- Movie Poster
- Directed by: Puri Jagannadh
- Written by: Puri Jagannadh
- Produced by: Puri Jagannadh
- Starring: Sairam Shankar Samiksha Flora Saini Nagendra Babu Brahmanandam
- Cinematography: Shyam K. Naidu
- Edited by: Marthand K. Venkatesh
- Music by: Chakri
- Production company: Vaishno Academy
- Release date: 27 August 2004;
- Running time: 143 minutes
- Country: India
- Language: Telugu

= 143 (2004 film) =

2004 film by Puri Jagannadh

143 is a 2004 Indian Telugu-language romantic action film directed, written, and produced by Puri Jagannadh, starring Sairam Shankar and Samiksha in the lead roles. Flora Saini, Nagendra Babu, Brahmanandam, Dharmavarapu Subramanyam, Brahmaji, M. S. Narayana and Ali play supporting roles.

The film was released on 27 August 2004 to mixed reviews from critics. The movie introduces Sairam Shankar, brother of director Puri Jagannadh as the lead actor. The soundtrack of the movie was composed by Indian music director Chakri.

Pointing records
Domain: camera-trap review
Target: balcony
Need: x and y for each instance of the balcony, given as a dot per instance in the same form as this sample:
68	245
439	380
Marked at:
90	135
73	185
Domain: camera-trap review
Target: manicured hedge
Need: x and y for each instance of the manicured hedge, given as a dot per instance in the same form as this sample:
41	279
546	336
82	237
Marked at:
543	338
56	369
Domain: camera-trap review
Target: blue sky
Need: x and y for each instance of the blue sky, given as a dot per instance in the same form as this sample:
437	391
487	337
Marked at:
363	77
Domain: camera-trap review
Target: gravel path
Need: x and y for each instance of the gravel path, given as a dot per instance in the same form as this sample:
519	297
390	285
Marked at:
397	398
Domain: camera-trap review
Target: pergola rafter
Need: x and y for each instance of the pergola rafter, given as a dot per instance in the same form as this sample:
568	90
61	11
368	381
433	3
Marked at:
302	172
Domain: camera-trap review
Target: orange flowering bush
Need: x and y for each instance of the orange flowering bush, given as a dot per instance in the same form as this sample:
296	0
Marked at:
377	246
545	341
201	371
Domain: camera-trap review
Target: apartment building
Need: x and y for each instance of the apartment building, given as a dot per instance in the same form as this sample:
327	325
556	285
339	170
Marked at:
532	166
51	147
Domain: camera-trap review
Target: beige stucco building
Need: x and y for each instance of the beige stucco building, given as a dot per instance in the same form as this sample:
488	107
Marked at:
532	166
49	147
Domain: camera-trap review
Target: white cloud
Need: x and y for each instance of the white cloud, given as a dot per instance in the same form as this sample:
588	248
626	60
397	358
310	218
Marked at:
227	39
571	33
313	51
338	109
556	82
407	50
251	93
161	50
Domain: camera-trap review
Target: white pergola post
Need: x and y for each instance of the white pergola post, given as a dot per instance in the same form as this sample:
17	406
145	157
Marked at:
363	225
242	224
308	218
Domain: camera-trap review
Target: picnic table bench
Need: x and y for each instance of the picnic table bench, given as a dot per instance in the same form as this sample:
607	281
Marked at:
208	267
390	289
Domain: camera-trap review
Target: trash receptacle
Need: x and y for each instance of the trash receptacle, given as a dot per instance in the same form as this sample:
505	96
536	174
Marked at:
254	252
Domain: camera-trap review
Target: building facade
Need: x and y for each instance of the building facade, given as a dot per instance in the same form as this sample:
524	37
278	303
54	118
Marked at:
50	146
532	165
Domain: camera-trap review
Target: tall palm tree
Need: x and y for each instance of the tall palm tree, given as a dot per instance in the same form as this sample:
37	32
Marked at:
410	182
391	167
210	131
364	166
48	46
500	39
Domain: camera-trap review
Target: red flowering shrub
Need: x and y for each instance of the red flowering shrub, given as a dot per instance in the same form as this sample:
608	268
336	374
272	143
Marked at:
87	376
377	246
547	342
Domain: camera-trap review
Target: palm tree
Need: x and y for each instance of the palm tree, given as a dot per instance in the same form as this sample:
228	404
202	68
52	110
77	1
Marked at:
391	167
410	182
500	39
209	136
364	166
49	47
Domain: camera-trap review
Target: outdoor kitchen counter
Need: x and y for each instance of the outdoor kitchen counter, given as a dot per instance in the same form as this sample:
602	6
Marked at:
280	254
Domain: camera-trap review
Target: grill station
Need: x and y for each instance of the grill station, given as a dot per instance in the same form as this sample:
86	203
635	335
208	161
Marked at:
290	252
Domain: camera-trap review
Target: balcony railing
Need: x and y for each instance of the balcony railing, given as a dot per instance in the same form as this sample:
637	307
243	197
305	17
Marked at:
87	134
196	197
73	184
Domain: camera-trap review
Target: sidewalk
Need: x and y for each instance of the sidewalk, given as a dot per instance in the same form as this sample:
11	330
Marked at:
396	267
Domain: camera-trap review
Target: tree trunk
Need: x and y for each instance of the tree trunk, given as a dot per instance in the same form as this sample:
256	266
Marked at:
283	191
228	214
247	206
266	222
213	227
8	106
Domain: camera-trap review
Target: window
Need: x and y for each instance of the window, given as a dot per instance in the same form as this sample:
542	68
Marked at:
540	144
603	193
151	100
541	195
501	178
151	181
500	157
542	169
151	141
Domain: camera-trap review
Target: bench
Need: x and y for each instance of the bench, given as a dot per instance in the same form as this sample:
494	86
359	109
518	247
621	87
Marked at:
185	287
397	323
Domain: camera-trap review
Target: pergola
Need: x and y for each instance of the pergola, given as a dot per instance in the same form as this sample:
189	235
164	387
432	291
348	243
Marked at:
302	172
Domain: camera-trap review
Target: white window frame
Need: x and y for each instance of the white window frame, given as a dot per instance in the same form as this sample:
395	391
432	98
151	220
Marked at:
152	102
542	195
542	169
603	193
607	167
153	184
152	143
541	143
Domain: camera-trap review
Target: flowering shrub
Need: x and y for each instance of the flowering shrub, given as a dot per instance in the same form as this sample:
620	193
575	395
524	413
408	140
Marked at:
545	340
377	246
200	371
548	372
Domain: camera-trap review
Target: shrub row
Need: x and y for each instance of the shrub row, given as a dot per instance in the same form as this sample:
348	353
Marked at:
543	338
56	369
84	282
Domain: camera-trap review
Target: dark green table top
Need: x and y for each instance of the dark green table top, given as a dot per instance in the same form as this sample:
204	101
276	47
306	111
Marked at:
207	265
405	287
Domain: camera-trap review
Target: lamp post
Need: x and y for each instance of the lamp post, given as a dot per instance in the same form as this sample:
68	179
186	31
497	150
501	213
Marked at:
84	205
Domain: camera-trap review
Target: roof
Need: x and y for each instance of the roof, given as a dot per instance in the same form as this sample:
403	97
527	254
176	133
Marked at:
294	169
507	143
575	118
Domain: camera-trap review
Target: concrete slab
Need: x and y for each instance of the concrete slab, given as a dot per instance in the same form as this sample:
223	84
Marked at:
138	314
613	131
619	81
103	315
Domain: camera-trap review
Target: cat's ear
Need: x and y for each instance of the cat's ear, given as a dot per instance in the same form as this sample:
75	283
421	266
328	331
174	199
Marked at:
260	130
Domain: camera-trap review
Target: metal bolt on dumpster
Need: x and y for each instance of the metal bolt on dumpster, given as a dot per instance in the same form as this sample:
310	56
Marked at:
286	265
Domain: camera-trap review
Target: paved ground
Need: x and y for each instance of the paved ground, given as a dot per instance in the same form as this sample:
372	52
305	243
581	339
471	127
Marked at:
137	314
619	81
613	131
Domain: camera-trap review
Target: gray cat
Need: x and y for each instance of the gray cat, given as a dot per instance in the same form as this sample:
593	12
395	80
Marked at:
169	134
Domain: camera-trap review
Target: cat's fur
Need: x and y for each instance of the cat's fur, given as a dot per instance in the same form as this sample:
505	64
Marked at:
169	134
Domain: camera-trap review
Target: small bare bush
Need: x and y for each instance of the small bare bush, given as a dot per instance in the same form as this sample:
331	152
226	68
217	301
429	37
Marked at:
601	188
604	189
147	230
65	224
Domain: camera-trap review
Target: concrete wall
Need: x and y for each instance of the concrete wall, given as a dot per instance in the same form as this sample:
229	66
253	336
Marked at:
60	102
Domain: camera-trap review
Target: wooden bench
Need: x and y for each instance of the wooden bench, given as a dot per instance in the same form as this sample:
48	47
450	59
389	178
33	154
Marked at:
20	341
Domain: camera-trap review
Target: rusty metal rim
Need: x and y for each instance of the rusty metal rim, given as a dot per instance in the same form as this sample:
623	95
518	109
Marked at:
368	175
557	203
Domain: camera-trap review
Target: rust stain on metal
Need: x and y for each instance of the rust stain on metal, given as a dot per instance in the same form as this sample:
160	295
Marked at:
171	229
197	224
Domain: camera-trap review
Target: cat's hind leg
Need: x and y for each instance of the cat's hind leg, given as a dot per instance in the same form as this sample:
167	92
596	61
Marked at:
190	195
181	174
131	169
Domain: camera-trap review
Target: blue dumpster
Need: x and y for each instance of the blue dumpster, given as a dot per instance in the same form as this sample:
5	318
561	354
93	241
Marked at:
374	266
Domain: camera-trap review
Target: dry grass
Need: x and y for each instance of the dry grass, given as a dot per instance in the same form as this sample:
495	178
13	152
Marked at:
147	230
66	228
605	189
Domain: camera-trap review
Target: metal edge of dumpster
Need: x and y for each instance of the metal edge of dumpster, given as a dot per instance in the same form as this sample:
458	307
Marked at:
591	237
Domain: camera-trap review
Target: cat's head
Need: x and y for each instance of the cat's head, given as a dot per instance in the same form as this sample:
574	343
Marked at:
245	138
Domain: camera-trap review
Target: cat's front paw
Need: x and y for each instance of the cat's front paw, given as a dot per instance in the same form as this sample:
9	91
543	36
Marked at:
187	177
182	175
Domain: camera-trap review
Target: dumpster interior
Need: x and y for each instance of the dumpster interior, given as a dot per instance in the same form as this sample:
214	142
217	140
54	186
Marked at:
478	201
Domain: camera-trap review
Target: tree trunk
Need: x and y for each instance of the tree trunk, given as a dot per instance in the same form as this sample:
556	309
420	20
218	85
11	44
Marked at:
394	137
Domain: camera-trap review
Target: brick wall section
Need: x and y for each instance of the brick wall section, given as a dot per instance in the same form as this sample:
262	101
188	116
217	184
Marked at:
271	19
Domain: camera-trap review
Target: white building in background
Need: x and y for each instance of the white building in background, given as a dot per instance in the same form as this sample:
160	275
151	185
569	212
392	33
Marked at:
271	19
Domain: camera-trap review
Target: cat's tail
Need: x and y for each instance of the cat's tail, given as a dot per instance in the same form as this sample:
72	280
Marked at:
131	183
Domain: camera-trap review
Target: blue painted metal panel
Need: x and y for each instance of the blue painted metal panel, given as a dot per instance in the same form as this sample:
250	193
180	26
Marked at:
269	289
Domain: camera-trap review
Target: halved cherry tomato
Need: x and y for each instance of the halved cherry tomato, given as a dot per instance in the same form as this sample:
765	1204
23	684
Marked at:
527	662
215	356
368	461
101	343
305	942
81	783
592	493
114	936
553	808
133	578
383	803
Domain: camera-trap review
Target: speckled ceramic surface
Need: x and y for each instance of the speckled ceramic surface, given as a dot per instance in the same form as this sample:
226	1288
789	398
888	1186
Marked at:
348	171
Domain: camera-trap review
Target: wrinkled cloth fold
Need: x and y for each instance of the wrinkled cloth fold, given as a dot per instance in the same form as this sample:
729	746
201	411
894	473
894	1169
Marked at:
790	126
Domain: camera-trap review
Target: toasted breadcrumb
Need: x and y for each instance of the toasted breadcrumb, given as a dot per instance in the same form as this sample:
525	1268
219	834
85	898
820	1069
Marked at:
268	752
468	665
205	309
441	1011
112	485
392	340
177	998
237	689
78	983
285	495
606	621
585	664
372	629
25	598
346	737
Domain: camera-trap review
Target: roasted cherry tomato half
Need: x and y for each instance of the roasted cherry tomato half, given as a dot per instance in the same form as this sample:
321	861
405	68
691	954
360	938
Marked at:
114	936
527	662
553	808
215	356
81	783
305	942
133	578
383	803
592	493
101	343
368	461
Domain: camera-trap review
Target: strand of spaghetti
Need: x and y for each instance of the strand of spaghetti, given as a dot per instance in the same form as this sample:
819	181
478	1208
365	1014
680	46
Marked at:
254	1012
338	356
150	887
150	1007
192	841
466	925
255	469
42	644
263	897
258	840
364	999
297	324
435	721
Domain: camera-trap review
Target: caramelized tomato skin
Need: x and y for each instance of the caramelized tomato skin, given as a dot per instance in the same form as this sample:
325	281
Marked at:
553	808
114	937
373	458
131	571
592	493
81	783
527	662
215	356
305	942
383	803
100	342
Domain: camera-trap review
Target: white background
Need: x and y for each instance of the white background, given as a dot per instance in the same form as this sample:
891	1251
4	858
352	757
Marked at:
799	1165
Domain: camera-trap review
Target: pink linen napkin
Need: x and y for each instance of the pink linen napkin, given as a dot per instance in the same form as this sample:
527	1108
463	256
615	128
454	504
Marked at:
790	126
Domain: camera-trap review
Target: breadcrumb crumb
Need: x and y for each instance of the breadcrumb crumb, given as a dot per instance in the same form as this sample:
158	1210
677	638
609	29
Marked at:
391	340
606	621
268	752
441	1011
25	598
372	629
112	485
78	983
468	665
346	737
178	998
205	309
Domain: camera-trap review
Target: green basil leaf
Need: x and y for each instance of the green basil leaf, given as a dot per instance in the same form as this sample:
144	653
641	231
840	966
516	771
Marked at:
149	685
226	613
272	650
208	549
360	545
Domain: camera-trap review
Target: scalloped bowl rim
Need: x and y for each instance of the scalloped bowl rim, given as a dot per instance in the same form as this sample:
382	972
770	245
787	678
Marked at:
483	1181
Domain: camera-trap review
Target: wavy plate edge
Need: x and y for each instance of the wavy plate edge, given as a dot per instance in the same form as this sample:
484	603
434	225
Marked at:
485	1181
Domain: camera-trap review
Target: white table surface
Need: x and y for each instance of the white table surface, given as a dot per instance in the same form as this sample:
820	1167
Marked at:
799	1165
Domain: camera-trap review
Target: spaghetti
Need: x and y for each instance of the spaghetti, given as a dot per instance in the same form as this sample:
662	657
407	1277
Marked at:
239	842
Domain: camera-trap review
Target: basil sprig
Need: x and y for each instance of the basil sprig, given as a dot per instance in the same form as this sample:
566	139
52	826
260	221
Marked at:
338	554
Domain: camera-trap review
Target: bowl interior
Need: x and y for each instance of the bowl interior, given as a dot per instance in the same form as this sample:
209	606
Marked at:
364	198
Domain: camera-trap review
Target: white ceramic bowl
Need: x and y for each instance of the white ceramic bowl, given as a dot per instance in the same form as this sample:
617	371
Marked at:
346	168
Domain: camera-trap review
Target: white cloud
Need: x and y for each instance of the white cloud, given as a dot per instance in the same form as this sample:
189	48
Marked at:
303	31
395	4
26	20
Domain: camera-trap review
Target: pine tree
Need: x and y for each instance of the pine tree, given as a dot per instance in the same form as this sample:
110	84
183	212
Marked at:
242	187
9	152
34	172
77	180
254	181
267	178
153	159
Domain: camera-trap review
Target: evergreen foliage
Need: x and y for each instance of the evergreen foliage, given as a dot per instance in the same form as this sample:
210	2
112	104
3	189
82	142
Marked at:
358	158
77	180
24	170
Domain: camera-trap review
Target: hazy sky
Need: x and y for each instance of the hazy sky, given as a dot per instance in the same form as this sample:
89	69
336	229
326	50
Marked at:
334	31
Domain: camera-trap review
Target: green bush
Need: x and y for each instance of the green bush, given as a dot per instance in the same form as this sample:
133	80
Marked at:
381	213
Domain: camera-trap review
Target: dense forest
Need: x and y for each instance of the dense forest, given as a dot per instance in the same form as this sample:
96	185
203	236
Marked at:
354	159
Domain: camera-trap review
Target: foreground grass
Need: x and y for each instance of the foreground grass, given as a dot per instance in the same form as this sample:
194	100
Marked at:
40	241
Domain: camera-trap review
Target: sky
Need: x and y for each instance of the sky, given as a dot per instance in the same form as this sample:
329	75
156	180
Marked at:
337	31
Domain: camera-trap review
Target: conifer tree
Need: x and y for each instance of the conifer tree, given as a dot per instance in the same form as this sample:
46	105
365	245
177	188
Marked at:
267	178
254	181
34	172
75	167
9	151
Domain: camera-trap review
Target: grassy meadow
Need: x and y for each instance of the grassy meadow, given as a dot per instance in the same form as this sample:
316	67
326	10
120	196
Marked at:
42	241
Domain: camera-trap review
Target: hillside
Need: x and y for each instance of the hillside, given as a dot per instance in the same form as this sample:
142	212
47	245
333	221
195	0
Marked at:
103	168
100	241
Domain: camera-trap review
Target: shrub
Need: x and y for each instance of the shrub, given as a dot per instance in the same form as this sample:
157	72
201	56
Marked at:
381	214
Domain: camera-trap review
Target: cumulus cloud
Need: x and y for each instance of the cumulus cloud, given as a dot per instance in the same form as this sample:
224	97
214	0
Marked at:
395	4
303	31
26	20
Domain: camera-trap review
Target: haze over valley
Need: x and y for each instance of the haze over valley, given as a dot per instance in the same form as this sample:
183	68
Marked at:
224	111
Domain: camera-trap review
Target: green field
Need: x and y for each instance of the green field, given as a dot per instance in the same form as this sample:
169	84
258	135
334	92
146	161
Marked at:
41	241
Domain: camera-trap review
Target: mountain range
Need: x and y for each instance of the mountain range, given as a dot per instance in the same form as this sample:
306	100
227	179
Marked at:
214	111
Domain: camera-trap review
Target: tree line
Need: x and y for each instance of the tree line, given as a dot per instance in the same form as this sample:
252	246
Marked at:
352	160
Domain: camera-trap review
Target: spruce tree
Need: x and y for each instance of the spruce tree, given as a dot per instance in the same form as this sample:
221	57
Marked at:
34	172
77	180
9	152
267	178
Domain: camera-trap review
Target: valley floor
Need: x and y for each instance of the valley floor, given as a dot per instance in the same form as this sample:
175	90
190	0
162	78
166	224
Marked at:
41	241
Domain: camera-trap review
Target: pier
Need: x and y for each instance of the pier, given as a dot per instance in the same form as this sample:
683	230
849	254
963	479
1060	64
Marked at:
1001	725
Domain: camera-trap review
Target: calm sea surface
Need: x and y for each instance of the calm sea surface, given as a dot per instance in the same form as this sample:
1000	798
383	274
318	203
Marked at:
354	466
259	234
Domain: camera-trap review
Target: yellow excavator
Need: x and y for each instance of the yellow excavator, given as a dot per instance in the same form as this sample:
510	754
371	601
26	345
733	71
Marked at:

#### Directive A
Name every actor the film article says plays a supporting role.
#### Directive B
Collect each line of the entries that contains the string "wrinkled", matching case exactly.
The film article and the entries have nothing to do with each other.

#### Task output A
Flora Saini, Nagendra Babu, Brahmanandam, Dharmavarapu Subramanyam, Brahmaji, M. S. Narayana, Ali

#### Task output B
Target: wrinkled cloth fold
Need: x and y for each instance of the wrinkled cloth fold, given as a dot per instance in the same form as this sample:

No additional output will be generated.